* Written instruction 1 *
Please edit the text on the Great Depression in Dover by reproducing it from "Federal programs to" up to and including "in the park." and putting "local stone" in place of "native stone".
* Written instruction 2 *
Condense the paragraph starting "Dover Village, being a primarily agricultural community" in the text on the Great Depression in Dover into a short bulleted list of its main facts.

The Great Depression hits Dover

The Clague Cabin was built in 1935 as a Works Progress Administration project.

The year 1929 may forever be known as the beginning of one of the darkest eras in American history. Nearly 15,000 banks had failed by 1933, and the unemployment rate was approaching 25%. On the farm front, crop prices were in a downward spiral. The Federal Farm Board was established to try to stabilize farm prices, but surpluses grew and prices continued to fall.

Dover Village, being a primarily agricultural community, was hit particularly hard. The 1930s were marked by uncertainty. Mortgage payments and property assessments became an impossible burden and many farmers were forced to sell their land or lost it through tax sales.  Investors and land speculators purchased hundreds of acres of Dover farm lands, often leaving the land unattended, until better days and higher prices would bring buyers.

The Depositors Savings and Loan Bank, organized during the early 1920s by Doverites, met the same fate of many other banks at this time. It was located in a house at the corner of Dover and Center Ridge Roads.

Federal programs to relieve the situation were active in Dover. Programs like the Works Progress Administration, Public Works Administration and the National Youth Program provided funds to employ workers, and bring needed money into the community. 

Clague Memorial Park received considerable benefit from these programs. The Clague Cabin was built in 1935 by WPA workers, using native stone taken from the quarry at the northeast corner of Bradley Woods. Also, the village was able to purchase approximately 12,000 trees in 1937 to plant in the park.

* Dataset records *
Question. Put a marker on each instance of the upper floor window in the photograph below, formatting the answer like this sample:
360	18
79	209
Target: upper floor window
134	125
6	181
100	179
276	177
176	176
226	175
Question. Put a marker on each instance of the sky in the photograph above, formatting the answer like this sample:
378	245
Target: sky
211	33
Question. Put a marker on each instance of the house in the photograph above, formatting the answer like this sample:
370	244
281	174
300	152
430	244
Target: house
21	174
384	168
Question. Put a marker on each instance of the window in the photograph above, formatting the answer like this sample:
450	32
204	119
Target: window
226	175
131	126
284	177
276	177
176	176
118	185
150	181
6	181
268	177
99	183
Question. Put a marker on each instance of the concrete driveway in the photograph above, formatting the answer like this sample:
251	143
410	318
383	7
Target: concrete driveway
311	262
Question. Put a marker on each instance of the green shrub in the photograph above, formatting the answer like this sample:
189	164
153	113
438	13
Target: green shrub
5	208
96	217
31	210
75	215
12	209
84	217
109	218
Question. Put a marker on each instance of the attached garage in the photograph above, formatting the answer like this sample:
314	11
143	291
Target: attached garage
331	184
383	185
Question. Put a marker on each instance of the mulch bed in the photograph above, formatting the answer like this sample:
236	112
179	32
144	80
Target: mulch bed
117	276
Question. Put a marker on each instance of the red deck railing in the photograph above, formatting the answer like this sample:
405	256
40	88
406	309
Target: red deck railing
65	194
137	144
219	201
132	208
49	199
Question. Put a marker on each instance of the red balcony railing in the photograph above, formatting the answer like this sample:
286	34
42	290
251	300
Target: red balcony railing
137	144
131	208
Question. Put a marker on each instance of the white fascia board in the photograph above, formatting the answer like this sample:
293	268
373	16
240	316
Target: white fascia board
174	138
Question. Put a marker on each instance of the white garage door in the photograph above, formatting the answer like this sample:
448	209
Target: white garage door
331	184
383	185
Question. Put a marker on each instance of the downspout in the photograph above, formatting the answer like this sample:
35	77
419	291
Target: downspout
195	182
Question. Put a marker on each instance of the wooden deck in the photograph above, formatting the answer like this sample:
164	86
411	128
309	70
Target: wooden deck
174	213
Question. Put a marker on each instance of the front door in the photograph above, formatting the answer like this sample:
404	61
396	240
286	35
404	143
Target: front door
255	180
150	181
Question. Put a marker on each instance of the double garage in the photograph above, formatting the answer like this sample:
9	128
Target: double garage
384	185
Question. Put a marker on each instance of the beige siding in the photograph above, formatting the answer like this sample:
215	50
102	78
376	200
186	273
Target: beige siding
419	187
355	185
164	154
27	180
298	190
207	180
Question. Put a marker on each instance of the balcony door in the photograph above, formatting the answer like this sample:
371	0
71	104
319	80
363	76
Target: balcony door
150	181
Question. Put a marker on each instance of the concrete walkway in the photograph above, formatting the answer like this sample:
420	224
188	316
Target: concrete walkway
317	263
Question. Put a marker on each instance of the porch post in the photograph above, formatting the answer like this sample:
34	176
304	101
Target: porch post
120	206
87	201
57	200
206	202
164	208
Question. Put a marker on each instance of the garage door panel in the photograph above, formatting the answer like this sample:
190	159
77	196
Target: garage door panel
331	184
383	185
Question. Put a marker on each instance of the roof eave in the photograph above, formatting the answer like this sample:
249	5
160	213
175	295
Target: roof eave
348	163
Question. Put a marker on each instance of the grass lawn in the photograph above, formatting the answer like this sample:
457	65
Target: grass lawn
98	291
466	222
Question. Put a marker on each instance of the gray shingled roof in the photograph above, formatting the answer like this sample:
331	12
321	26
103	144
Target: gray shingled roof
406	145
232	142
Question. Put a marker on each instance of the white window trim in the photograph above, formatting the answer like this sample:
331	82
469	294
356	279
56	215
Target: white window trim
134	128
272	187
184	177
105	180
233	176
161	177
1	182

* Correct result 1 *
Federal programs to relieve the situation were active in Dover. Programs like the Works Progress Administration, Public Works Administration and the National Youth Program provided funds to employ workers, and bring needed money into the community. 

Clague Memorial Park received considerable benefit from these programs. The Clague Cabin was built in 1935 by WPA workers, using local stone taken from the quarry at the northeast corner of Bradley Woods. Also, the village was able to purchase approximately 12,000 trees in 1937 to plant in the park.

* Correct result 2 *
- Dover Village was mainly agricultural and was hit especially hard.
- The 1930s were a time of uncertainty.
- Mortgage payments and property assessments became an impossible burden. Many farmers had to sell their land or lost it through tax sales.
- Investors and land speculators bought hundreds of acres of Dover farmland. They often left it unattended until better days and higher prices would bring buyers.